▶ _Exercise description_: Your answer must match the material exactly, line for line.

▶ _Recorded information_:

┌──

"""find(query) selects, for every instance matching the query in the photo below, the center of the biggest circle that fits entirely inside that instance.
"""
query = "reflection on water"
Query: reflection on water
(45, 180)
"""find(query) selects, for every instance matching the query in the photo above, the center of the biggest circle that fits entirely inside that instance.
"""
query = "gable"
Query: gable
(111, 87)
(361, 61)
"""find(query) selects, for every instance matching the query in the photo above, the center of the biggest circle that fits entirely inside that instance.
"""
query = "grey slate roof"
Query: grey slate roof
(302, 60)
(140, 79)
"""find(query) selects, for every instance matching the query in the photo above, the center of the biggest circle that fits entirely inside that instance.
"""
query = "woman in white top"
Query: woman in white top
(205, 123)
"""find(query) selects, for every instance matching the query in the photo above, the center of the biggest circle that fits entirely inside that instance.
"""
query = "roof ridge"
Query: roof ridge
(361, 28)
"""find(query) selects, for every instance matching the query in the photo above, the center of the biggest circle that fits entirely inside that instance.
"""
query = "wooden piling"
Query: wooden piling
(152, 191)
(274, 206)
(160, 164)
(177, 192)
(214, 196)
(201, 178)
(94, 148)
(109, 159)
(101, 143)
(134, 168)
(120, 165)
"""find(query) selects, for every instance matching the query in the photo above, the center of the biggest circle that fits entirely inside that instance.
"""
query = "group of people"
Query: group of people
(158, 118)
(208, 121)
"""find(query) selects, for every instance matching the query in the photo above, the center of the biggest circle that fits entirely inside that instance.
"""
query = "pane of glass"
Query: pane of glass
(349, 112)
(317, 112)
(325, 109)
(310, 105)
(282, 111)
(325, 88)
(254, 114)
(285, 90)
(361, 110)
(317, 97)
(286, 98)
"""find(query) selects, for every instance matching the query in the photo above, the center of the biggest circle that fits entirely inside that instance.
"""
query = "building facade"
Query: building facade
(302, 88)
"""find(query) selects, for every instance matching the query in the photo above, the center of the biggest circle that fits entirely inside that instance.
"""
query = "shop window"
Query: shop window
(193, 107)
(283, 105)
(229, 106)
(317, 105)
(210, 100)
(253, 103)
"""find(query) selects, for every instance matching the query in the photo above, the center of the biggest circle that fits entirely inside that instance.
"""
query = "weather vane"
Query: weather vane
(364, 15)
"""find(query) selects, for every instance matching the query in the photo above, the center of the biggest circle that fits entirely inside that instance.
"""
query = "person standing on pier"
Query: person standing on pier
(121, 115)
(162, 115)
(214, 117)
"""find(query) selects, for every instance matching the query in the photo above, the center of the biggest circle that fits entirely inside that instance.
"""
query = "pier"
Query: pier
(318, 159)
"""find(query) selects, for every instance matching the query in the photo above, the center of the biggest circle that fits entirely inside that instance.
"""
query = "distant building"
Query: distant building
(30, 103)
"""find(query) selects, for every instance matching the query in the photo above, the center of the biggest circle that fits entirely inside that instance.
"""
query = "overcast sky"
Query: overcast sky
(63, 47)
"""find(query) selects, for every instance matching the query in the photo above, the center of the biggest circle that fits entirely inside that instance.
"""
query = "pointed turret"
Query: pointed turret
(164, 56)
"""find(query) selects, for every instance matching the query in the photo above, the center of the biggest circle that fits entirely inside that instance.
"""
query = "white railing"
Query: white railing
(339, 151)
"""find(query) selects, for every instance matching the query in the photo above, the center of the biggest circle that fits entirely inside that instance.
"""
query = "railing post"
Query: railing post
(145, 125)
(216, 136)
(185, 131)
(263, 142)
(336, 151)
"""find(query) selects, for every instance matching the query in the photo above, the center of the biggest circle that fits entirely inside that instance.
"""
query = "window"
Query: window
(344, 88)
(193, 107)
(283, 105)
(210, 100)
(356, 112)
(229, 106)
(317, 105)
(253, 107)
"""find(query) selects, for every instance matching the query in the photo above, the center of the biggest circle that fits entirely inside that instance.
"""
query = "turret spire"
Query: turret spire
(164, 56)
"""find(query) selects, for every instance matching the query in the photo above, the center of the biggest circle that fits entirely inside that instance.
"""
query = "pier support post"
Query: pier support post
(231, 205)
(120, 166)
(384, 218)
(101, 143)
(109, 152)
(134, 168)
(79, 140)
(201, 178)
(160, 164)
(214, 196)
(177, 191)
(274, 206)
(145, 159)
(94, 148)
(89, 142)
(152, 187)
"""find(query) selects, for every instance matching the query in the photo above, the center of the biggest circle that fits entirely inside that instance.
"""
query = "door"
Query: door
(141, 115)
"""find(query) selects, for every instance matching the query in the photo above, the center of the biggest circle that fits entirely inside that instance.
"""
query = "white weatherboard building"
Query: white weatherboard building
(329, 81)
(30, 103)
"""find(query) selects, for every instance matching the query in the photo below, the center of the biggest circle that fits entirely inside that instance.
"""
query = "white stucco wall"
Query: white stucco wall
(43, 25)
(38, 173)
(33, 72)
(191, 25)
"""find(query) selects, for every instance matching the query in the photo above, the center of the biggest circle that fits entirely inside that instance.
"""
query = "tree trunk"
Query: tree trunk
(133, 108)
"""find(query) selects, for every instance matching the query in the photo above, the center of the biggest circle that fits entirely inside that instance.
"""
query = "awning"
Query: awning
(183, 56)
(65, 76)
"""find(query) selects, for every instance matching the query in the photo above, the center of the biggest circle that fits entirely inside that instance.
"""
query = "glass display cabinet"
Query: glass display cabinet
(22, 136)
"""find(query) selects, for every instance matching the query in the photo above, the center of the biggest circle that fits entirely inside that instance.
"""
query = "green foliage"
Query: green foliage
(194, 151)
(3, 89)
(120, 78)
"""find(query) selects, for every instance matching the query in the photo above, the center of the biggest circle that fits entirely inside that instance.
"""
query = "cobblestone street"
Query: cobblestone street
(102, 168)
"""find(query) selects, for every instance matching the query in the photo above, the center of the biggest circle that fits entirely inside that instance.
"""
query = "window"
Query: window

└──

▶ _Expected answer_:
"""find(query) selects, for every instance matching the query in the photo below, the center of the biggest circle that fits entirely inside that instance.
"""
query = "reflection on water"
Query: reflection on water
(45, 180)
"""find(query) selects, for every instance matching the query in the photo above, the center of the biggest circle that fits entirely inside that instance.
"""
query = "gable"
Query: gable
(111, 87)
(361, 61)
"""find(query) selects, for every instance matching the query in the photo above, the center of the biggest circle that fits entirely inside that instance.
"""
query = "grey slate roof"
Query: grey slate roof
(302, 60)
(140, 79)
"""find(query) selects, for every instance matching the query in the photo above, the center of the biggest circle that fits entirely inside that instance.
"""
query = "woman in white top"
Query: woman in white top
(205, 123)
"""find(query) selects, for every instance matching the query in the photo above, the center of the biggest circle that fits entirely inside that instance.
"""
query = "roof ridge"
Query: roof ridge
(361, 28)
"""find(query) selects, for every instance matching the query in the photo above, the center of the biggest circle that fits entirely inside that instance.
"""
query = "wooden piling"
Query: wooden piling
(152, 191)
(274, 206)
(160, 164)
(177, 192)
(214, 196)
(201, 178)
(94, 148)
(109, 159)
(101, 143)
(134, 168)
(120, 165)
"""find(query) selects, for every instance matching the query in the photo above, the center of the biggest circle that fits entirely inside that instance.
"""
query = "group of people"
Query: group of people
(158, 118)
(208, 121)
"""find(query) selects, for every instance matching the query in the photo above, the center of the biggest circle that fits entirely inside that instance.
"""
query = "pane of glass"
Query: pane of glass
(349, 112)
(317, 112)
(325, 109)
(310, 105)
(282, 111)
(325, 88)
(254, 114)
(285, 90)
(361, 110)
(317, 97)
(286, 98)
"""find(query) selects, for every instance matching the query in the photo above, the center of the biggest circle that fits entirely inside that instance.
"""
query = "building facade"
Query: building facade
(302, 88)
"""find(query) selects, for every instance matching the query in the photo above, the center of the biggest circle that fits entirely inside that instance.
"""
query = "shop window"
Query: shop window
(193, 107)
(283, 105)
(229, 106)
(317, 105)
(210, 100)
(253, 103)
"""find(query) selects, for every instance matching the query in the photo above, the center of the biggest circle that fits entirely inside that instance.
"""
query = "weather vane"
Query: weather vane
(364, 15)
"""find(query) selects, for every instance matching the query in the photo above, the center of the biggest circle that fits entirely inside that instance.
"""
query = "person standing on pier"
Query: person standing on pier
(121, 115)
(162, 115)
(214, 117)
"""find(query) selects, for every instance matching the query in the photo above, the center of the biggest circle that fits entirely inside that instance.
"""
query = "pier"
Query: pier
(318, 159)
"""find(query) selects, for every instance matching the query in the photo above, the center of the biggest circle that fits entirely inside that instance.
"""
query = "distant building"
Query: distant building
(30, 103)
"""find(query) selects, for every instance matching the query in the photo above, the center of the biggest circle that fits entirely inside that instance.
"""
query = "overcast sky"
Query: overcast sky
(63, 47)
"""find(query) selects, for every instance matching the query in the photo above, the center of the biggest circle that fits entirely inside that instance.
"""
query = "pointed turret"
Query: pointed turret
(164, 56)
"""find(query) selects, for every instance matching the query in the photo above, the center of the biggest circle that fits entirely inside that instance.
"""
query = "white railing"
Query: white railing
(339, 151)
"""find(query) selects, for every instance matching the query in the photo above, the center of the biggest circle that fits entirely inside that instance.
"""
query = "railing post"
Query: railing post
(145, 125)
(216, 136)
(185, 131)
(263, 142)
(336, 151)
"""find(query) selects, for every instance matching the query in the photo above, the center of the biggest circle that fits entirely inside that instance.
"""
query = "window"
Query: window
(344, 88)
(193, 107)
(283, 105)
(210, 100)
(356, 112)
(229, 106)
(317, 105)
(253, 107)
"""find(query) selects, for every instance matching the query in the photo above, the center of the biggest circle that fits entirely inside that instance.
"""
query = "turret spire"
Query: turret spire
(164, 56)
"""find(query) selects, for every instance matching the query in the photo above, the center of the biggest circle that fits entirely inside that instance.
"""
query = "pier support post"
Query: pier support post
(231, 205)
(120, 166)
(384, 218)
(101, 143)
(109, 152)
(134, 168)
(79, 140)
(201, 178)
(160, 164)
(214, 196)
(177, 191)
(274, 206)
(145, 159)
(94, 148)
(89, 142)
(152, 187)
"""find(query) selects, for every instance matching the query in the photo above, the center of the biggest circle that fits entirely inside that instance.
"""
query = "door"
Query: door
(141, 115)
"""find(query) selects, for every instance matching the query in the photo above, the center of the biggest circle that fits entirely inside that instance.
"""
query = "white weatherboard building"
Query: white weatherboard building
(329, 81)
(30, 103)
"""find(query) selects, for every instance matching the query in the photo below, the center of the biggest circle that fits entirely inside that instance.
"""
query = "white stucco wall"
Query: white stucco wall
(43, 25)
(38, 173)
(33, 72)
(191, 25)
"""find(query) selects, for every instance matching the query in the photo above, the center of the biggest circle that fits entirely inside that instance.
"""
query = "tree trunk"
Query: tree trunk
(133, 108)
"""find(query) selects, for every instance matching the query in the photo above, the center of the biggest circle that fits entirely inside that instance.
"""
query = "awning"
Query: awning
(183, 56)
(65, 76)
"""find(query) selects, for every instance matching the query in the photo above, the center of the biggest circle that fits entirely inside that instance.
"""
query = "glass display cabinet"
Query: glass display cabinet
(22, 136)
"""find(query) selects, for every instance matching the query in the photo above, the center of the biggest circle that fits entirely inside that instance.
"""
query = "green foliage"
Query: green foliage
(194, 151)
(3, 89)
(120, 78)
"""find(query) selects, for every instance matching the query in the photo above, the center of the biggest circle that fits entirely inside that instance.
"""
query = "cobblestone street"
Query: cobblestone street
(102, 168)
"""find(query) selects, for every instance matching the query in the photo above, the center of the biggest circle that fits entirely inside that instance.
"""
query = "window"
Query: window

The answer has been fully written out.